__TASK REQUIREMENTS__: Copy out the whole discussion on color temperature below, word for word, without changing anything.

__SOURCE TEXT__:
____

Well, everywhere i read that the color temperature for indoor is 3200 k and at outdoors its 5600 k around. What i want to know is how this color temperature affect on setting lighting mood, and how can we measure the temperature. whats the light meter for? Does it tell the temperature and calculates the appropriate settings for aperture or etc.

You're quite confused about light properties.
Color temperature is measured with a color meter and it has nothing to do with your aperture, it's a quality of light. The quantity of light is measured with a light meter and that's what is important to determine your aperture.
It's important to know the color of light because while our brain adapts easily to different color temperatures film can't do so, it comes in two types: tungsten and daylight. That means that it's balanced for either one. If you're shooting under tungsten lights you'd use tungsten stock which gives you an accurate rendition of the colors of objects that are lighted by light that has a 3200K color temperature.

____

__DATA BLOCK__:
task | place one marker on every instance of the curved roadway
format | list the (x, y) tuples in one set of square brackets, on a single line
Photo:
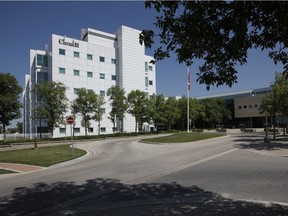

____

__SOLUTION FOR THIS PROBLEM__:
Well, everywhere i read that the color temperature for indoor is 3200 k and at outdoors its 5600 k around. What i want to know is how this color temperature affect on setting lighting mood, and how can we measure the temperature. whats the light meter for? Does it tell the temperature and calculates the appropriate settings for aperture or etc.

You're quite confused about light properties.
Color temperature is measured with a color meter and it has nothing to do with your aperture, it's a quality of light. The quantity of light is measured with a light meter and that's what is important to determine your aperture.
It's important to know the color of light because while our brain adapts easily to different color temperatures film can't do so, it comes in two types: tungsten and daylight. That means that it's balanced for either one. If you're shooting under tungsten lights you'd use tungsten stock which gives you an accurate rendition of the colors of objects that are lighted by light that has a 3200K color temperature.